-- START OF EXCERPTED PASSAGE --

The numbers given by Sal say when the lock will _break_, not when the lock will be _damaged_. While the lock might fail at, say, 200 inch/lbs (when the weakest part reaches its ultimate tensile strength), it will most definitely be damaged before that point (0.2% yield strength as a general benchmark, but probably even less), almost definitely to the point where any sane person would retire it. From the materials and mechanics courses I've done, I also recall differences between gradually applied loads and suddenly applied loads, but I can't remember how different they were. Suddenly applied loads did cause a fair bit more damage though.

For an example, if a particular car will be completely destroyed if it crashes into a brick wall at 100 km/hr, we won't say that it's fine if it's only crashed at 60 km/hr, it might be repairable, and possibly drivable if you're lucky, but nobody would say that it's ok to crash the car at 60 km/hr, much less do it repeatedly or put the car back on the road without repairing it first. Damage will occur proportionally to the speed the car hits, not all suddenly appear once we exceed a given threshold. Same deal with knives, after the yield strength is passed, damage will occur according to the stress-strain relationship of that material, so it'll deform before it breaks.

I'd be interested in seeing a video of how much deformation takes place from 0 force to the breaking point of the knife. Only question is how quickly they'd add a load, since if it's done too fast the deformation might be too quick (or too small) to see.

I would also recommend looking over the post made by STR in the link above, he's got considerably more experience than me in knives that have been damaged in this way.


----------



## chmsam (Jan 20, 2009)

I'll stick to what I said in my original post. Tests by makers or manufacturers under situations to simulate actual use or to test the limits of a knife are one thing but the video of the spine whack "test" seems to me to be abuse and I can't easily imagine it being anything close to what would happen in a real world scenario. Better, far safer, and easier to just flex the blade while locked and also examine the locking mechanism to see how well made and designed it is.


----------



## jzmtl (Jan 21, 2009)

Outdoors Fanatic said:


> What I was trying to demonstrate is that a truly heavy-duty folder (As Spyderco classifies as being heavy-duty) cannot be damaged by a simple spine whack test according to that scale above. There is not enough force in such test to even "tickle" a strong lock.



From what I can tell spyderco's test is static load, not shock load like spine whack.


----------



## cl0123 (Jan 22, 2009)

PG5768 said:


> PG5768 said:
> 
> 
> > I ran across a discussion on this topic a little while ago. Here is a link to a Spyderco Forum thread. Post #5 by STR is what you should take a look at.
> ...

-- END OF EXCERPTED PASSAGE --
-- START OF RECORDED INFORMATION --

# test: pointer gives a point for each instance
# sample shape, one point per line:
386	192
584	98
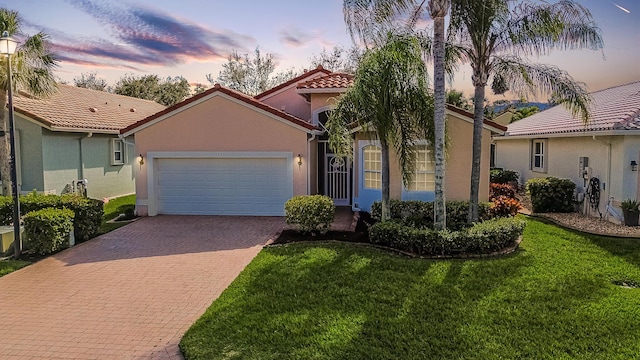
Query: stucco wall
69	157
563	154
221	124
458	165
30	155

-- END OF RECORDED INFORMATION --

TASK 1.
Copy the entries that come after the knife-lock thread above word for word, leaving out the pictures.
TASK 2.
Write the next part of the knife-lock thread, picking up right after its last line.

FINAL ANSWER 1.
# test: pointer gives a point for each instance
# sample shape, one point per line:
386	192
584	98
Query: stucco wall
69	157
563	154
221	124
458	165
30	155

FINAL ANSWER 2.
Not that I usually have a lot of hardcore cutting chores, but thanks to some of the generous wisdoms shared in CPF, I may have just avoided injuring myself or the church kids that sometimes share my tools. Here's my: 
Pseudo Slip Joint Knife​
Many years ago, the CRKT folding knife shown above was left inside my car after some _entrepreneur(s)_ decided to _acquire_ the stereo gears :thumbsdow. They were never apprehended but left that blade behind, which also matched the pry mark left on the lock outside the passenger door. This knife re-surfaced from the back of my kitchen drawer a few weeks ago, and I put a razor edge on it on waterstones. I don't know enough about the different steel types but this one sharpens really easliy. Anyway, knowing the vulnerability of the lock on this particular knife, I will be more careful in letting anyone uses it. 

:twothumbs to *PG5768* and *STR* :twothumbs

With Aloha, 

Clarence


----------



## asdalton (Jan 22, 2009)

jzmtl said:


> From what I can tell spyderco's test is static load, not shock load like spine whack.



This is an important distinction. "Whacking" and similar impact testing actually tests the tool's ability to absorb _kinetic energy_ without breaking. This capacity cannot be inferred from a static force test.


----------



## 2xTap (Jan 22, 2009)

I have been in numerous discussions of this type on many a forum, and here I will say what I have always said in regards to such "tests" and the use of folding knives with locks. A knife with a folding blade is just that, and should be used as such. Never trust a lock. You'd never point a loaded gun at a friend or family member if the safety was on, in the same token don't use a folding knife in a way any pressure could be put against the back of the blade that could cause the blade to close on your fingers! Don't trust it, regardless of the make.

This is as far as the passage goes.